Mas, o que é violência obstétrica?
Não faz um mês que o Ministério da Saúde proibiu o uso do termo violência obstétrica em normas e políticas públicas, usando como justificativa que o termo tem “conotação inadequada, não agrega valor e prejudica a busca do cuidado humanizado”. A expressão seria imprópria, “pois acredita-se que, tanto o profissional de saúde quanto os de outras áreas, não tem a intencionalidade de prejudicar ou causar dano”.
Bom, talvez a intenção da autora da PL 435/2019 também não seja de prejudicar ou causar dano. Mas se o objetivo é garantir a autonomia das mulheres no momento do parto, seja cesárea ou normal, porque não conceituar e proibir a violência obstétrica, para que o parto seja respeitoso independentemente da via?
Porque a violência obstétrica tem um sujeito causador do dano.
Conceituar juridicamente a violência obstétrica é ter mais ferramentas institucionais para lutar contra ela. Sem legislação, deixamos a critério dos juízes decidirem se a mulher parturiente sofreu violência ou passou por um mero dissabor da vida, afinal, o médico só quer ajudar e as mulheres não sabem parir. Inclusive, porque ela não escolheu cesárea?

_Dados fornecidos_.
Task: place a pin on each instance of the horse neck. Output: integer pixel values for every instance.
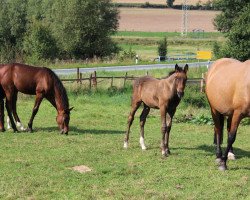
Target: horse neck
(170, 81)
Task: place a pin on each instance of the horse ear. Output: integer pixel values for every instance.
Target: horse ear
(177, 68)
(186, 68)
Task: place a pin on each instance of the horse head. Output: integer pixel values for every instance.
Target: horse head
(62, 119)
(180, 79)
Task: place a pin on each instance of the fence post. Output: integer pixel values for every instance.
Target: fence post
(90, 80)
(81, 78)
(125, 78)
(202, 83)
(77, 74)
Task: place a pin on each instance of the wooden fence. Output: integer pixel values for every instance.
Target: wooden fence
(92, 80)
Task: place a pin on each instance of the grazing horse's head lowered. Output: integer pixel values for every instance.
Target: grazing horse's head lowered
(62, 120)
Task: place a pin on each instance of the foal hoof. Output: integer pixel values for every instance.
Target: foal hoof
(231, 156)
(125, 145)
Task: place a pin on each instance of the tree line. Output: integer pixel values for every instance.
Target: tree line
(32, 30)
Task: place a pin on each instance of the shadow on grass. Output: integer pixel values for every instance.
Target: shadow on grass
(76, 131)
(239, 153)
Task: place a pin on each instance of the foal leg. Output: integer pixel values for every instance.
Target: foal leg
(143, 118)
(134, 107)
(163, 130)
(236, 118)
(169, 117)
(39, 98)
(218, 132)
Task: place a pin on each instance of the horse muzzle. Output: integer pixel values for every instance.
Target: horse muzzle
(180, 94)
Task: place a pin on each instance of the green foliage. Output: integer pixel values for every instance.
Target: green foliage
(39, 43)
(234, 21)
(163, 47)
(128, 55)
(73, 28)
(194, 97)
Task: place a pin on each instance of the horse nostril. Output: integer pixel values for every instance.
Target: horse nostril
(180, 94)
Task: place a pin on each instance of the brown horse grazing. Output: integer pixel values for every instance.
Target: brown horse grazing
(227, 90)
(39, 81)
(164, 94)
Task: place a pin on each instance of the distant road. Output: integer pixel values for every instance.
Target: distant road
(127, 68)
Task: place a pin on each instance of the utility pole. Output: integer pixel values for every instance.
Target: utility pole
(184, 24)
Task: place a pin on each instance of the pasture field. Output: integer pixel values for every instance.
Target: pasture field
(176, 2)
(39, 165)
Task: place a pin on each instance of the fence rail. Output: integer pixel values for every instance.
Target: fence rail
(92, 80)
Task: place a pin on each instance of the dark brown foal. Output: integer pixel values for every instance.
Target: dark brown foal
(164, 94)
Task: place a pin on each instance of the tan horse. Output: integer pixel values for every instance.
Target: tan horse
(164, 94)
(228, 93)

...

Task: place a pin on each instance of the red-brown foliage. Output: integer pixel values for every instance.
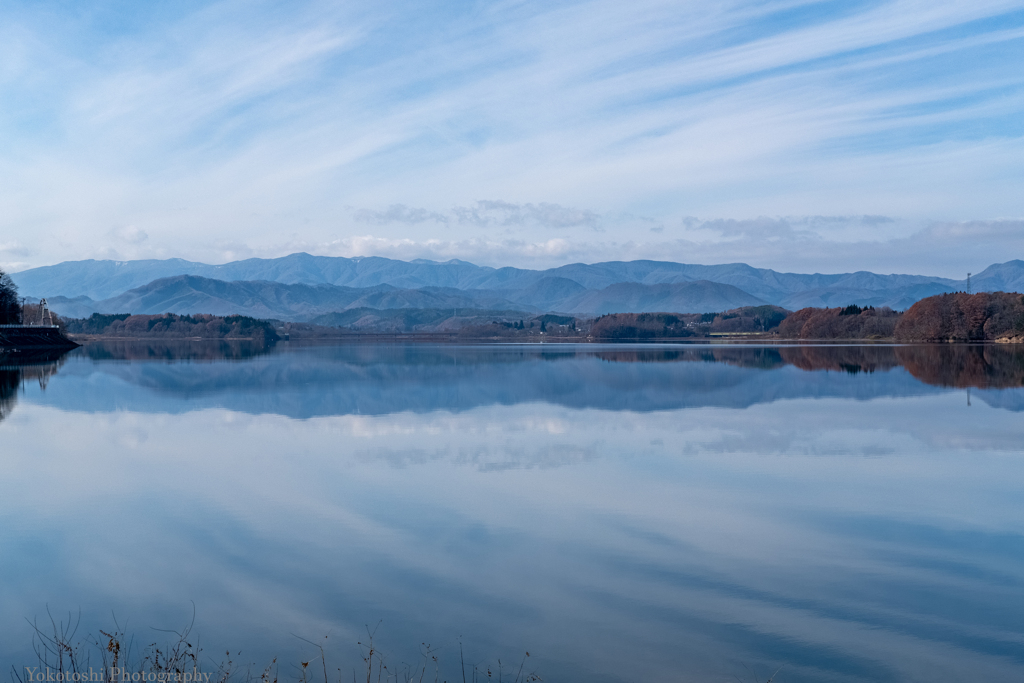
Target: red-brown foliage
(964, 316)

_Enunciado_.
De acordo com o trecho fornecido, qual justificativa o Ministério da Saúde usou para proibir o termo violência obstétrica em normas e políticas públicas? Os dados provêm de uma fonte distinta da do trecho.

_Área de resposta_.
Que o termo tem conotação inadequada, não agrega valor e prejudica a busca do cuidado humanizado.